Requirements — Switch every instance of "hillside" in the data below to "slope", and reproduce the data with nothing else altered.

Input material —
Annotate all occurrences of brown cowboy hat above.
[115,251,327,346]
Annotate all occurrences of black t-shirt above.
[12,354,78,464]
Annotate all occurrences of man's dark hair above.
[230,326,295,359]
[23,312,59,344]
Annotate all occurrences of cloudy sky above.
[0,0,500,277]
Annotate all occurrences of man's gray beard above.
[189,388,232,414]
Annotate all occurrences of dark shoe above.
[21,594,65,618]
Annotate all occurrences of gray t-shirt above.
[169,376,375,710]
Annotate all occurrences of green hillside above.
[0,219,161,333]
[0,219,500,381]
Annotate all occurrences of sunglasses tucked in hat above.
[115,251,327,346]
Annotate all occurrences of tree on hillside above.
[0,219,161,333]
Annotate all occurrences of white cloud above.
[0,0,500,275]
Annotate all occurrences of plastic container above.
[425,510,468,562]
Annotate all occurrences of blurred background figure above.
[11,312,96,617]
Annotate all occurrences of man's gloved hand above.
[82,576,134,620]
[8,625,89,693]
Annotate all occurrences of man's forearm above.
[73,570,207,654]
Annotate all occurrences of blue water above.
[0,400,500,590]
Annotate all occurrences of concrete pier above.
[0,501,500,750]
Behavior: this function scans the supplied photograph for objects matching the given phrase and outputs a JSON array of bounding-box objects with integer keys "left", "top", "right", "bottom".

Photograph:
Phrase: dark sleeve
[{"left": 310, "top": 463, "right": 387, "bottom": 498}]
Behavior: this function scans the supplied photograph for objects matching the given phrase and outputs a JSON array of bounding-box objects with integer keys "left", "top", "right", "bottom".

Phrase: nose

Final result —
Annotate all occurrences of brown cowboy hat above.
[115,251,327,346]
Annotate all occurrences of black t-shirt above.
[12,354,78,464]
Annotate all occurrences of man's dark hair above.
[230,326,295,359]
[23,312,59,344]
Annotate all occurrences of cloudy sky above.
[0,0,500,277]
Annotate all occurrences of man's gray beard above.
[189,388,232,414]
Annotate all occurrences of dark shoe above.
[21,594,65,618]
Annotate all occurrences of gray t-shirt above.
[169,376,375,710]
Annotate all occurrences of green slope above.
[0,219,161,333]
[0,219,500,381]
Annotate all occurrences of sunglasses tucked in hat above.
[115,251,327,346]
Annotate all occurrences of tree on slope above.
[0,219,161,333]
Annotate all occurrences of white cloud above.
[0,0,500,275]
Annotate all occurrences of plastic container above.
[425,510,468,562]
Annotate all occurrences of blurred background figure above.
[11,312,96,617]
Annotate all occurrences of man's gloved hand above.
[82,576,134,620]
[8,625,89,693]
Annotate all occurrences of man's forearm above.
[73,570,207,654]
Annotate all occurrences of blue water above.
[0,400,500,590]
Annotate all occurrences of concrete pier above.
[0,501,500,750]
Behavior: this function scans the supplied photograph for objects matching the given phrase and outputs a JSON array of bounding-box objects with integer keys "left", "top", "right", "bottom".

Photograph:
Phrase: dark sleeve
[{"left": 310, "top": 463, "right": 387, "bottom": 498}]
Behavior: this function scans the supplied photograph for objects matching the given phrase and outputs a JSON array of bounding-box objects with integer keys "left", "top", "right", "bottom".

Phrase: nose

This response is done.